Please write out every line of the entries below, starting with the line that contains "In the photo above, where can the olive" and going on through the line that contains "(1387, 304)". Shift each coordinate in the answers by adding 87 to both of its numbers.

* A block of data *
§ §

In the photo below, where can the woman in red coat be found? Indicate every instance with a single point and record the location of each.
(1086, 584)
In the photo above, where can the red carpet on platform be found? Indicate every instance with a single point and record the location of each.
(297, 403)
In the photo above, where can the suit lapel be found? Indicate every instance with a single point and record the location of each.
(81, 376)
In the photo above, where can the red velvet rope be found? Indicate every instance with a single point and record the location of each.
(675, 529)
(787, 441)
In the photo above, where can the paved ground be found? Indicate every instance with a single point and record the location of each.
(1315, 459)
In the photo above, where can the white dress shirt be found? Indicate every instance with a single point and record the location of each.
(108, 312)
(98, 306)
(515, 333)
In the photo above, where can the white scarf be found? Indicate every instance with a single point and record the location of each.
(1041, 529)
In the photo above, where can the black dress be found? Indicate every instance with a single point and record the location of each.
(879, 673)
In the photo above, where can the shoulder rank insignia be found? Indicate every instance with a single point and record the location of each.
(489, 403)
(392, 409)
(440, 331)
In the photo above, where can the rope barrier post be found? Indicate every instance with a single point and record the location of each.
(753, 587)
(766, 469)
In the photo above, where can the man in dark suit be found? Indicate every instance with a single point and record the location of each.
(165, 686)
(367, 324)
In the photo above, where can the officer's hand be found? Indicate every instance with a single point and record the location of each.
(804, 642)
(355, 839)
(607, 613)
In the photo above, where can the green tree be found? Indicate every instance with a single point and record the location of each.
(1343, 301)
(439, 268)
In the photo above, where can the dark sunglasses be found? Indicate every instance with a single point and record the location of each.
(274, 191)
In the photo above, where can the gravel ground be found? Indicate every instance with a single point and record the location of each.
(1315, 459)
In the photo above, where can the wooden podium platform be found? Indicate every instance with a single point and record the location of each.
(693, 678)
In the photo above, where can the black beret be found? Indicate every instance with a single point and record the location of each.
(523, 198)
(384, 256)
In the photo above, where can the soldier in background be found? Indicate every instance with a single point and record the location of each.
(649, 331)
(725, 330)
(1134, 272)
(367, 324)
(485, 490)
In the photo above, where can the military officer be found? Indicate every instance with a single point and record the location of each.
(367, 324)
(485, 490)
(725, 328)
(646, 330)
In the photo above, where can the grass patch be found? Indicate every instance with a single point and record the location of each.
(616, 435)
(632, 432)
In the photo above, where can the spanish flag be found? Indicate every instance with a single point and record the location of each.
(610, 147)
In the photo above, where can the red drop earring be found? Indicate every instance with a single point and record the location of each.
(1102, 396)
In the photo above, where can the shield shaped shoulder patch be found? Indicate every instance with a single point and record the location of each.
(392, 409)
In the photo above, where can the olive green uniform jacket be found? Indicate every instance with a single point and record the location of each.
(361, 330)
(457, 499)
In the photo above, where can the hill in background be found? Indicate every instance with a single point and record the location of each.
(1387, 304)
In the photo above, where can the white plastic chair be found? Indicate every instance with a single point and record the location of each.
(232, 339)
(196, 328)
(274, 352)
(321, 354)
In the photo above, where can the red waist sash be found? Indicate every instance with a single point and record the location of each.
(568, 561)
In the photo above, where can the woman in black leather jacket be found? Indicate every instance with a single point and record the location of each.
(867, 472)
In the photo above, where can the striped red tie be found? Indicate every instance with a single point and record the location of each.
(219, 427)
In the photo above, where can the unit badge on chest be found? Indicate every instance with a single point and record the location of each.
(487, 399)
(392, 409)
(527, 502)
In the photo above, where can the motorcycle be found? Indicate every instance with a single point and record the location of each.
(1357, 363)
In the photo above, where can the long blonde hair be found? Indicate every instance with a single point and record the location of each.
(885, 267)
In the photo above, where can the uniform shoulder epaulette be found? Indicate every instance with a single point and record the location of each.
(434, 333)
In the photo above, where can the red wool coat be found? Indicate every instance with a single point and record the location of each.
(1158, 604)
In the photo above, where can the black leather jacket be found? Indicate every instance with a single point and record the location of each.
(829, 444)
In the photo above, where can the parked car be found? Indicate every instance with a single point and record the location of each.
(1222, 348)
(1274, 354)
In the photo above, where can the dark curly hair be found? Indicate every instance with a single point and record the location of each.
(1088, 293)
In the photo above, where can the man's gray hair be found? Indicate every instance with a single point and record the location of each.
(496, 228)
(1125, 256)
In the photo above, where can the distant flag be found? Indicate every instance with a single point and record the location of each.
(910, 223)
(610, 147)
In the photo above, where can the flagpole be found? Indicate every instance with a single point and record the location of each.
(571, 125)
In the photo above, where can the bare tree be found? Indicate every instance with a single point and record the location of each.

§ §

* Exercise solution *
In the photo above, where can the olive green uniform jacket be found? Indicate every instance with a single point and record the location of each.
(448, 417)
(544, 586)
In the photo above, where can the hill in background be found? Indicate every instance with a single point and record the location of each.
(1474, 391)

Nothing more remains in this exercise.